WHAT YOU NEED TO DO: Rewrite the listing below, changing "Note to the class" to "Reminder for the class" everywhere and leaving everything else untouched.

Pointing data excerpts:
********************
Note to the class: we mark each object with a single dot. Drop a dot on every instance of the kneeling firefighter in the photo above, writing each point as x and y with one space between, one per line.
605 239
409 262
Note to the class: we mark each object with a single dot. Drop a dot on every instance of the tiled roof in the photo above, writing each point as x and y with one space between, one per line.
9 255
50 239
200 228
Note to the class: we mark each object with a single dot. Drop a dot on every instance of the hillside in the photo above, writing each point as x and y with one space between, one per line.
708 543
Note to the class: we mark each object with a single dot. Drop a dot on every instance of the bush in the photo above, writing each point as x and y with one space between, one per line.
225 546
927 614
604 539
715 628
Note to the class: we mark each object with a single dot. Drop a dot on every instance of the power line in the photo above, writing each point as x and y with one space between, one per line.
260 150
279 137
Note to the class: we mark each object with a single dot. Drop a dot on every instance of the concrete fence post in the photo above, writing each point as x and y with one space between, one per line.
********************
EXERCISE SOLUTION:
Reminder for the class: we mark each object with a single dot. Drop a dot on every instance of the kneeling firefighter in the photo above, writing each point as x and y with one space between, one per line.
605 239
409 262
Reminder for the class: we mark each object with a single dot. Drop a dot on every instance of the tiled roof in the photo above, writing each point as x and y with one space between, one per line.
9 255
50 239
200 228
Reminder for the class: we mark each object with a single dot. Drop a dot on every instance of the hillside in the photo above, writing each point as x and y with one space between, one per line.
708 543
Reminder for the class: we mark each object with a single dot. Drop a dot on every instance of the bush in the photo above, writing each point as x and y with one space between, one per line.
225 546
927 614
604 539
715 628
Reminder for the class: we mark each object with a single dot. Drop a dot on every instance of the power line in the photo above, writing each point as x and y with one space between, one per line.
260 150
279 137
Reminder for the class: we mark each object with a single dot. Drop a dot on every instance of the concrete fence post in the photo above, writing each point as x and y with one space between, one per line.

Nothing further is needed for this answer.